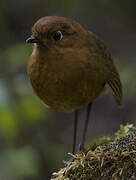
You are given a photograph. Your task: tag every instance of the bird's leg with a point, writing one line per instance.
(76, 115)
(81, 145)
(75, 130)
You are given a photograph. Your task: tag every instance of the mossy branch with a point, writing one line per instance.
(109, 158)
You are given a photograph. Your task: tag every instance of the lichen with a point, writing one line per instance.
(109, 158)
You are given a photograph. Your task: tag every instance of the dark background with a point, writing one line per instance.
(33, 139)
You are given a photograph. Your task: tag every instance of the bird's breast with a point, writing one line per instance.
(63, 85)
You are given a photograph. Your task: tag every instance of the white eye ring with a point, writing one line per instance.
(57, 36)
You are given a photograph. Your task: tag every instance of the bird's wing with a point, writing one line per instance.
(113, 79)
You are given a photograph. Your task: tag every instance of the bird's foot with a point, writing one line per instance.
(79, 150)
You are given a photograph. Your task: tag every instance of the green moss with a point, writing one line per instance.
(107, 159)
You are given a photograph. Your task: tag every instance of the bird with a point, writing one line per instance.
(70, 67)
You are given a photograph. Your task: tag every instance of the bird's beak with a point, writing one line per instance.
(32, 39)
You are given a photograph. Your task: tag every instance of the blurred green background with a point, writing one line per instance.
(33, 139)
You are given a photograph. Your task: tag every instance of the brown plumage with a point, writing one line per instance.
(69, 66)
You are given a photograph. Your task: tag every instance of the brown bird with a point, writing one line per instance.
(69, 67)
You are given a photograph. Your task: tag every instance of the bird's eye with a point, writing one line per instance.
(57, 36)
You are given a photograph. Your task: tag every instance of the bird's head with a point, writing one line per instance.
(57, 32)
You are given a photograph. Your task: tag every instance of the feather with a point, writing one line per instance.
(116, 87)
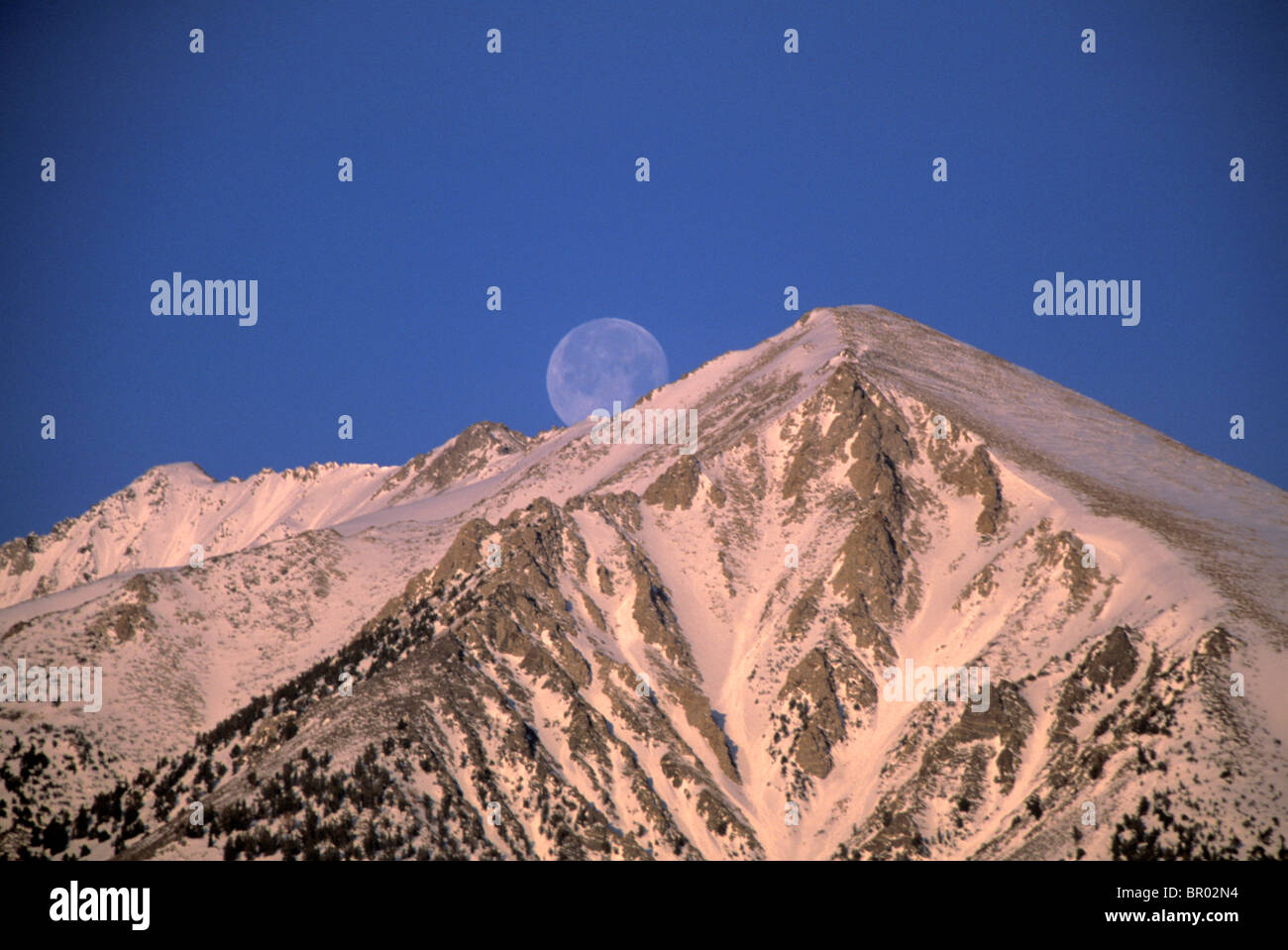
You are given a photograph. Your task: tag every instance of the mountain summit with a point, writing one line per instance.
(552, 646)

··········

Your assignment
With the images omitted, output all entries exactly as given.

Solution to this exercise
You are given a photograph. Your task: tag every instance of the bird's leg with a point, writing one line per instance.
(76, 115)
(81, 145)
(75, 130)
You are given a photograph. Your task: tag every instance of the mossy branch with a point, writing one line per instance.
(109, 158)
You are given a photograph. Your task: tag every instance of the lichen with a point, writing one line per instance.
(109, 158)
You are given a photograph. Your task: tag every instance of the dark background with a point, writing one line per instance.
(33, 139)
You are given a photograph. Your task: tag every instance of the bird's breast with a point, writing one line per instance.
(63, 85)
You are given a photograph. Your task: tag every instance of the white eye ring with a point, writing one line per instance.
(57, 36)
You are given a photograph. Your task: tag every instance of the bird's wing with a point, writing one line per instance.
(113, 79)
You are given a photograph. Your task: tag every instance of the bird's foot with a point, writing one line per instance.
(79, 150)
You are given a photograph. Your task: tag every instance of the green moss with a point, writing one line per instance.
(107, 159)
You are given a photograph. Your task: tag every instance of the bird with a point, writing one line per instance.
(70, 67)
You are given a photograph. Your task: tag every instance of the bird's beak with a point, writing one line per instance.
(32, 39)
You are given a photograph. Your task: tag every instance of the blurred green background with a point, writing one line per instance.
(33, 139)
You are given a photograph. Your task: tag every instance of the brown plumage with a point, writing one line per instance.
(69, 66)
You are given a photograph. Your task: tag every instance of the brown bird with a point, writing one line per instance.
(69, 67)
You are given a photograph. Your task: tag every instance of the bird's eye with a point, writing one line per instance.
(57, 36)
You are given a photograph. Your task: tag every instance of the bird's head with a point, writing one line per instance.
(57, 32)
You are given a photograph. Your task: tag every instance of the feather with a point, writing one line per instance.
(116, 87)
You are given a photograph. Your task: tag every instance of the mountain summit with a point, writing one line per instance.
(552, 646)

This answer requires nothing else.